### WRITTEN INSTRUCTION
Copy out the stretch of entries from the line containing "Referring to the image provided, outline the snow on" through the end of the entries, requests included. Shift every coordinate in the answers by -142.

### Annotated coordinate records
=-=-=

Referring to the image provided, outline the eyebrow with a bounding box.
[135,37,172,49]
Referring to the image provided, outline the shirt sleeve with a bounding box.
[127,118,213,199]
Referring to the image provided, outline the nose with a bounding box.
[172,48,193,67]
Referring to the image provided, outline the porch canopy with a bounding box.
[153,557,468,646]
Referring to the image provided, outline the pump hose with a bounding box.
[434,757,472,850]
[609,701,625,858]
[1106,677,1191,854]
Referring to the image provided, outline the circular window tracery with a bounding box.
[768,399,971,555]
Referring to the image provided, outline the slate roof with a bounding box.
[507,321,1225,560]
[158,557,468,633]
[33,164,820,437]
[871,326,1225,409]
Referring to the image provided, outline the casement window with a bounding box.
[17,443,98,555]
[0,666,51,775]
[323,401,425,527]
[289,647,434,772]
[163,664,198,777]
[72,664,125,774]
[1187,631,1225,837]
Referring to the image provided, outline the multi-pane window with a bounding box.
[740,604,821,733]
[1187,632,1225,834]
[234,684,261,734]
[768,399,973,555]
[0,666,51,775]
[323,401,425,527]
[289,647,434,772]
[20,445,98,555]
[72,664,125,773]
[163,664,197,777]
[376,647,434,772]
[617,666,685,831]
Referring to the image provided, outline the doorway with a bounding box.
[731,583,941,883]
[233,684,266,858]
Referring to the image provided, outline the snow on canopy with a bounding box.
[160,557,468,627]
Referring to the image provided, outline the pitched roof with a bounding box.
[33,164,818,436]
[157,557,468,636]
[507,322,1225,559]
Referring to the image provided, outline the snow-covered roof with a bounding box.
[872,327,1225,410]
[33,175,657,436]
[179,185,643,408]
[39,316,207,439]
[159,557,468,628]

=-=-=

### WORKED SOLUTION
Referring to the image provided, outline the snow on canopy with a bounding box.
[18,415,326,485]
Referring to the image provided, outline the pitched roof with a bounding box.
[-109,22,676,294]
[15,415,326,494]
[365,180,1083,417]
Referring to the image provided, outline the snow-covered roof with a bounding box.
[730,185,1083,268]
[-109,33,515,294]
[37,43,501,266]
[-103,174,65,297]
[17,415,326,486]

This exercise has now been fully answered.